Top of MATERIAL TO PROCESS

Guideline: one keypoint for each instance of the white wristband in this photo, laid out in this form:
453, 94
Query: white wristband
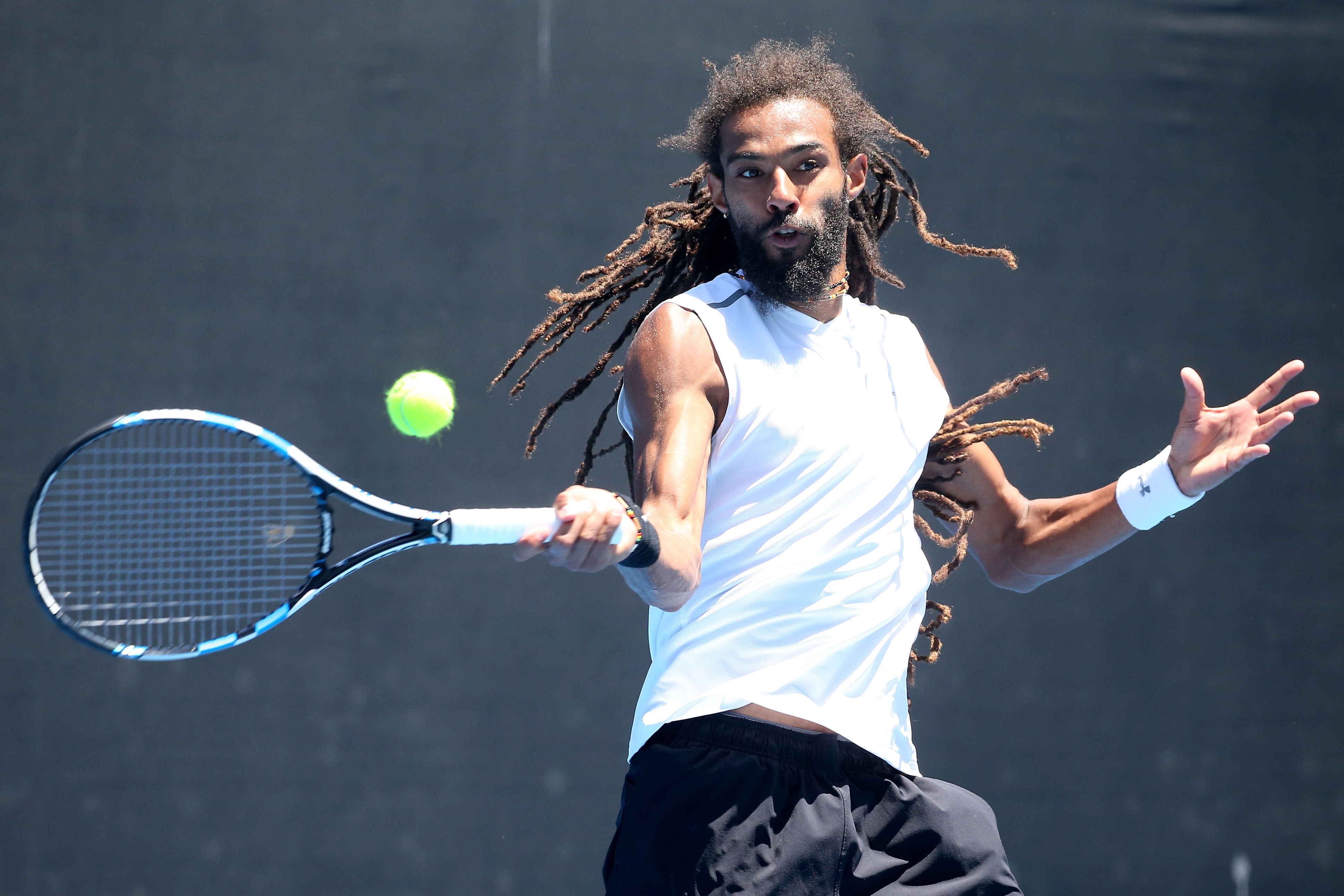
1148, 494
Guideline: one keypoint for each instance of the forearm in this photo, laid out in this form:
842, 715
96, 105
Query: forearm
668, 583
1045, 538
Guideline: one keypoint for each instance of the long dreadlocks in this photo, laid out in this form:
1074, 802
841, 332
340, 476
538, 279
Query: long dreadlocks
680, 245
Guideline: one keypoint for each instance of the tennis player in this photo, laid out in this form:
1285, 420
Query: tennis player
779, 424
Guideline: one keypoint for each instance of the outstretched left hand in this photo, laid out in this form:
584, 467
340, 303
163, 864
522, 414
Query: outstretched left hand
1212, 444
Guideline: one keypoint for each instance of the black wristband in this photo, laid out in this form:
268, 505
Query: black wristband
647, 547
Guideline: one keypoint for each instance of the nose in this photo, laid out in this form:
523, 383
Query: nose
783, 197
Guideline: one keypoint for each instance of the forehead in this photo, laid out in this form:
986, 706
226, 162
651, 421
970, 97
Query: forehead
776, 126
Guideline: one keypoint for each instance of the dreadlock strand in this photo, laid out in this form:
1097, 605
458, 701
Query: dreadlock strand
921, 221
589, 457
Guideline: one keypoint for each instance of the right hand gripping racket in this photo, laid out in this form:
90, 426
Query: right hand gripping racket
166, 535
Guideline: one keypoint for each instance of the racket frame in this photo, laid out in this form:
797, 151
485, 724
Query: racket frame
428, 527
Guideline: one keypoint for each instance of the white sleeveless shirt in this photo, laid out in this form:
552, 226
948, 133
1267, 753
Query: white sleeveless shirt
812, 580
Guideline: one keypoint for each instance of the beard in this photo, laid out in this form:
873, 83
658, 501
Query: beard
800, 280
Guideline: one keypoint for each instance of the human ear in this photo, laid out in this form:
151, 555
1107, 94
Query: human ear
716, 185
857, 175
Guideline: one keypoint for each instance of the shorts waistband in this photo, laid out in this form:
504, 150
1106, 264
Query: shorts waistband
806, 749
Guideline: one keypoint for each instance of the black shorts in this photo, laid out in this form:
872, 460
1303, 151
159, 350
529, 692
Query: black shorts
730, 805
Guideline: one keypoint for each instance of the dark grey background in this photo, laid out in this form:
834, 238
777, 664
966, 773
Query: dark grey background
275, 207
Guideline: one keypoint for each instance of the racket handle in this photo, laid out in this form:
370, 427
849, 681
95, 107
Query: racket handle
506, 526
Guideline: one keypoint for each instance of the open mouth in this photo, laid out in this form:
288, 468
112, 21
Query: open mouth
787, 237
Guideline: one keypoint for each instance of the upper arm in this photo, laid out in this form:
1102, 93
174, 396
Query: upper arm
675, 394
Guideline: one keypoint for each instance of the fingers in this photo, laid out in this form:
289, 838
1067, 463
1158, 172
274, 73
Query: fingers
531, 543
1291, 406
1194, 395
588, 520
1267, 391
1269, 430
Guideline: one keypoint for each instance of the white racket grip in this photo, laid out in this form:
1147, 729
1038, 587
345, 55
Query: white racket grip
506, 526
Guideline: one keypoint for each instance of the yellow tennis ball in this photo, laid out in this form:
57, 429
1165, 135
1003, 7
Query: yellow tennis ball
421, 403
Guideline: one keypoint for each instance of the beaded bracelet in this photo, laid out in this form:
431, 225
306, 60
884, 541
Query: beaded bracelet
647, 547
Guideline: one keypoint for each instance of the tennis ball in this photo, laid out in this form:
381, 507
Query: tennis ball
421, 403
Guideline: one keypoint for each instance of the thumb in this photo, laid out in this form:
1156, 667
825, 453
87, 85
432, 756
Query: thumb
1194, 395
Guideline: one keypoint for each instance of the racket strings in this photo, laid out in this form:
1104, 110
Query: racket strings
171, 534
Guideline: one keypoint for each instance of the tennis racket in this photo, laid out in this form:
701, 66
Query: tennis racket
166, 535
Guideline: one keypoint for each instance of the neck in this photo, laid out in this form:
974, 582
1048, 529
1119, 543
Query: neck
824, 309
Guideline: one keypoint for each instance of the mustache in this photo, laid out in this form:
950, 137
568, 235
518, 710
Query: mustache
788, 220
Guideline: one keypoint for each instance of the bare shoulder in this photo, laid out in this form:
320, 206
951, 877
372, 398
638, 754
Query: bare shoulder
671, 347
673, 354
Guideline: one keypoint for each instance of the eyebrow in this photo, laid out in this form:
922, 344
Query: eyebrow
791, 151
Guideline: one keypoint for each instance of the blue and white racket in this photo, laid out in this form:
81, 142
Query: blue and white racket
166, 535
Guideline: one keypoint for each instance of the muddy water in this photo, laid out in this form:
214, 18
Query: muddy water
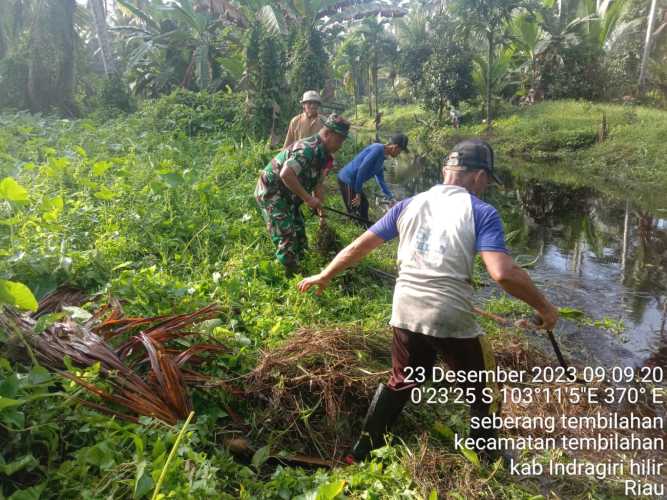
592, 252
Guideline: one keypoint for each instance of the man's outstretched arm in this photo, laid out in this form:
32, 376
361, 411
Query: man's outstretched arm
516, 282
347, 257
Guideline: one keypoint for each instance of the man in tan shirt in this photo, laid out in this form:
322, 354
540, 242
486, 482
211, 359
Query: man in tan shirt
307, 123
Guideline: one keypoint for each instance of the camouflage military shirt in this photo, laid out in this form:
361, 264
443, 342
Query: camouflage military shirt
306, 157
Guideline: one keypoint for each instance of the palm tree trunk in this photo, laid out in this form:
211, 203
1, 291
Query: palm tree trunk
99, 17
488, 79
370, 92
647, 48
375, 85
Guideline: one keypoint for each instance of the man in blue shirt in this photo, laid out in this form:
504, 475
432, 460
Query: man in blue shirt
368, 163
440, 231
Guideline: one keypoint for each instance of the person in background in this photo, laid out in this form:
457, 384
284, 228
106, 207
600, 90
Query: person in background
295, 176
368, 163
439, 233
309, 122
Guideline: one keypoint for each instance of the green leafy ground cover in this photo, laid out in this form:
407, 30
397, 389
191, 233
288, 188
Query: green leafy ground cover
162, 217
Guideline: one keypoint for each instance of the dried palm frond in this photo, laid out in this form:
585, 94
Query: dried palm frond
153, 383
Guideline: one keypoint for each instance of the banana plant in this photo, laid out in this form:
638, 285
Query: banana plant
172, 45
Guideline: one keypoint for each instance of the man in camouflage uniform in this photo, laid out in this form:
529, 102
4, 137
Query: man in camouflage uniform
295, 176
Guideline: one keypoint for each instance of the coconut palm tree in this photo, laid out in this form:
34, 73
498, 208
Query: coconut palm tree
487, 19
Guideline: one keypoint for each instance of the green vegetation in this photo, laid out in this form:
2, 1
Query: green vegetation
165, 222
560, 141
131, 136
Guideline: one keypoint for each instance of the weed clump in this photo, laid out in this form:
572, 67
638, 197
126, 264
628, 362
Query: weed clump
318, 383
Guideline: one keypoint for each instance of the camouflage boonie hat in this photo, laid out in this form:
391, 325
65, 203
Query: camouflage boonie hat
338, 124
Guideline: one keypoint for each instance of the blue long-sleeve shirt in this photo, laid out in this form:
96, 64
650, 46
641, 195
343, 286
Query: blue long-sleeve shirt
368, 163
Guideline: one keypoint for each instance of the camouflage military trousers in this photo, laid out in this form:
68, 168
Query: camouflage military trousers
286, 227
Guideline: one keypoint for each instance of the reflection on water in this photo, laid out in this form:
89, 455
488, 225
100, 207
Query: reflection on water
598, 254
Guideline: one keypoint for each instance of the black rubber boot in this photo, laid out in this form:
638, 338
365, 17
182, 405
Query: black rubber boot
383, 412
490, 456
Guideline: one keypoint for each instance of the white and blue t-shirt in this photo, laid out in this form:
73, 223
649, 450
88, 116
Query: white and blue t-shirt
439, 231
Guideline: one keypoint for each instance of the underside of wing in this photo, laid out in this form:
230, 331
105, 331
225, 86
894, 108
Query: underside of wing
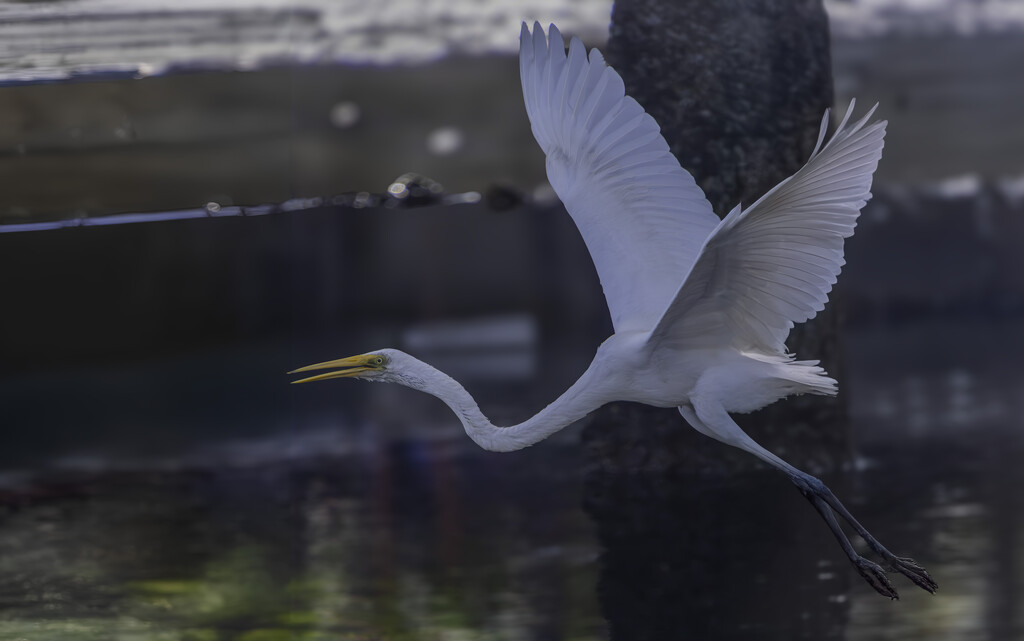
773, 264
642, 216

Bottom of MATERIAL TO PROCESS

=== PROBLEM TO WORK ON ===
Nothing but an exact copy of the data, without pictures, should be returned.

=== PROBLEM SOLUTION ===
Guideline: one keypoint for each instance of the white wristband in this photo, laid out in this form:
453, 94
Query: white wristband
1148, 494
Guideline: one keypoint for each instance of the forearm in this photo, laid out in this form:
842, 715
96, 105
Query: forearm
668, 583
1045, 538
Guideline: one keypoint for each instance of the long dreadlocks in this photo, laid out in this form:
1074, 802
841, 332
340, 476
538, 279
Query: long dreadlocks
680, 245
Guideline: one keypoint for each instance of the tennis player in this photo, laid out in this form:
1285, 420
Query: tennis player
779, 424
Guideline: one keypoint for each instance of the outstretched left hand in this photo, laid out in this form:
584, 467
340, 303
163, 864
522, 414
Query: outstretched left hand
1212, 444
Guideline: one keypoint for each instance of the black wristband in this photo, laid out in this form:
268, 505
Query: black wristband
647, 547
Guideline: one keypoint for each instance of the nose in this photo, laid out in this form:
523, 383
Query: nose
783, 197
Guideline: one keypoint for each instance of the forehead in this photo, laid out in this form:
986, 706
226, 162
651, 421
970, 97
Query: forehead
776, 126
Guideline: one keypoint for each instance of the dreadlock strand in this photo, laid out in this form:
1097, 605
458, 701
Query: dreadlock strand
921, 221
589, 457
Guideline: one keypoint for each instance of the right hand gripping racket in this photo, laid out in this form:
90, 426
Query: right hand gripping racket
166, 535
Guideline: one keypoint for each instance of the racket frame in this photo, laid out in this form:
797, 151
485, 724
Query: racket frame
428, 527
Guideline: one keypoint for each instance of the white sleeveless shirt in this photo, laid out in this form:
552, 226
948, 133
1267, 753
Query: white sleeveless shirt
812, 580
Guideline: one keypoint for each instance of the beard in this photo, laid out in this form:
873, 83
658, 501
Query: beard
800, 280
Guideline: one keypoint for each instance of the human ear in this photo, laid out in this form:
151, 555
1107, 94
Query: human ear
716, 185
857, 175
Guideline: one keypoint for each instance of the shorts waistband in this photo, laid out in this form:
504, 150
1106, 264
Query: shorts waistband
806, 749
Guideline: one keypoint for each instance of the black shorts in this photo, laid out in this form:
872, 460
1303, 151
159, 350
529, 692
Query: black shorts
730, 805
Guideline: one keypoint for each instance of the dark grey background in this photo, laid out in this form:
834, 238
777, 664
966, 773
Query: dark grey background
275, 207
Guideline: one keypoint for each instance of the racket handle in this photo, laid out in this form:
370, 427
849, 681
95, 107
Query: racket handle
506, 526
Guideline: one keypoint for each instance of the open mouth in this photo, laid out in this form:
288, 468
112, 21
Query: open mouth
787, 237
Guideline: one keypoint for each instance of the upper arm in this photo, laid out in this form:
1102, 93
174, 396
Query: upper arm
675, 394
Guideline: one keypoint for each instance of the fingers in this photo, laid out in this form:
289, 838
1067, 463
1158, 172
274, 73
Query: fingers
531, 543
1291, 406
1194, 395
588, 520
1267, 391
1269, 430
Guideline: one keypoint for each instance of the white racket grip in this photo, laid out in this form:
1147, 729
1038, 587
345, 55
Query: white racket grip
506, 526
Guideline: one keypoint for each instance of the yellow tennis ball in this photo, laid out in this form:
57, 429
1165, 135
1003, 7
Query: yellow tennis ball
421, 403
Guideline: one keypoint for each instance of the beaded bracelet in this photo, laid out in this form:
431, 225
306, 60
884, 541
Query: beaded bracelet
647, 547
Guideline: one keypoint for each instance of the tennis ball in this photo, laid out in this form:
381, 507
Query: tennis ball
421, 403
Guideline: one keypoint for each instance of the thumb in this photo, laid out in this form:
1156, 667
825, 453
87, 85
432, 756
Query: thumb
1194, 395
Guideline: one keypoint for each instance of the racket strings in this photo, laid out in this form:
1104, 110
Query: racket strings
171, 534
Guideline: one keypoint for each instance of the tennis racket in this photo, laid out in this form:
701, 66
Query: tennis racket
166, 535
Guideline: one keypoint for each instance of the neck in this photo, laid out in this form:
974, 582
1048, 529
1119, 543
Query: neck
824, 309
Guideline: one keypoint for each instance of the mustache in this photo, laid out in this form:
950, 137
568, 235
518, 710
Query: mustache
788, 220
Guideline: one keypoint for each instance of the bare shoulder in this photo, laid out in this form:
320, 206
951, 877
372, 398
638, 754
Query: bare shoulder
671, 347
673, 354
Guideline: one keypoint for each instance of the eyebrow in this photo, laid out in this form:
922, 344
Query: eyebrow
791, 151
Guideline: one keypoint for each instance of the blue and white racket in this photo, laid out in this form:
81, 142
Query: blue and white racket
166, 535
Guideline: one keypoint for each instance of the muddy water in this photo, laid out in this form:
214, 18
Query: muddy water
592, 252
Guideline: one keypoint for each instance of the man's outstretched arm in this photo, laid out in this form:
32, 376
361, 411
Query: man's outstretched arm
516, 282
347, 257
Guideline: one keypoint for each instance of the man in tan shirt in this photo, laid out in this form:
322, 354
540, 242
486, 482
211, 359
Query: man in tan shirt
307, 123
Guideline: one keypoint for each instance of the camouflage military shirt in this photo, laid out in this form:
361, 264
443, 342
Query: camouflage military shirt
306, 157
Guideline: one keypoint for each instance of the palm tree trunk in this photo, laid out in this form:
211, 203
1, 291
Query: palm tree trunk
99, 17
488, 79
370, 92
647, 48
375, 85
Guideline: one keypoint for each instance of the man in blue shirt in this photo, laid out in this form:
504, 475
432, 460
Query: man in blue shirt
368, 163
440, 231
Guideline: one keypoint for each instance of the person in background in this photo, laid out in this form:
457, 384
284, 228
106, 207
600, 90
Query: person in background
295, 176
368, 163
439, 233
309, 122
Guideline: one keypoint for each instance of the green leafy ground cover in this photo, laid out in this form:
407, 30
397, 389
191, 233
288, 188
Query: green leafy ground cover
162, 217
Guideline: one keypoint for each instance of the dried palm frond in this photo, laid out in this form:
585, 94
Query: dried palm frond
153, 383
Guideline: one keypoint for each instance of the banana plant in this photo, laid out in this form:
638, 285
Query: banana plant
172, 45
Guideline: one keypoint for each instance of the man in camouflage uniform in this photo, laid out in this form:
529, 102
4, 137
Query: man in camouflage uniform
295, 176
Guideline: one keypoint for each instance of the coconut palm tree in this photo, laid out in this form:
34, 73
498, 208
Query: coconut palm tree
487, 19
Guideline: one keypoint for each instance of the green vegetation in this photo, laid out in this form:
2, 1
Query: green vegetation
165, 222
560, 141
131, 136
Guideline: one keypoint for each instance of the weed clump in this photo, laid out in this form:
572, 67
638, 197
126, 264
628, 362
Query: weed clump
318, 383
Guideline: one keypoint for each instance of the camouflage boonie hat in this photo, laid out in this form:
391, 325
65, 203
Query: camouflage boonie hat
338, 124
Guideline: one keypoint for each instance of the blue long-sleeve shirt in this photo, laid out in this form:
96, 64
650, 46
641, 195
343, 286
Query: blue long-sleeve shirt
368, 163
Guideline: one keypoint for each instance of the camouflage military trousers in this photo, laid out in this form:
68, 168
Query: camouflage military trousers
286, 227
Guideline: one keypoint for each instance of the reflection on water in this photo, laid out in this form:
89, 455
488, 225
100, 207
Query: reflection on water
598, 254
Guideline: one keypoint for each instance of the black rubber boot in this photo, laid out in this form:
638, 338
365, 17
182, 405
Query: black rubber boot
383, 412
490, 456
Guideline: one keypoint for each instance of the white and blue t-shirt in this photo, laid out in this form:
73, 223
649, 450
88, 116
Query: white and blue t-shirt
439, 231
Guideline: one keypoint for each instance of the underside of wing in this photo, laid out in this form:
230, 331
105, 331
225, 86
894, 108
Query: underside of wing
773, 264
642, 216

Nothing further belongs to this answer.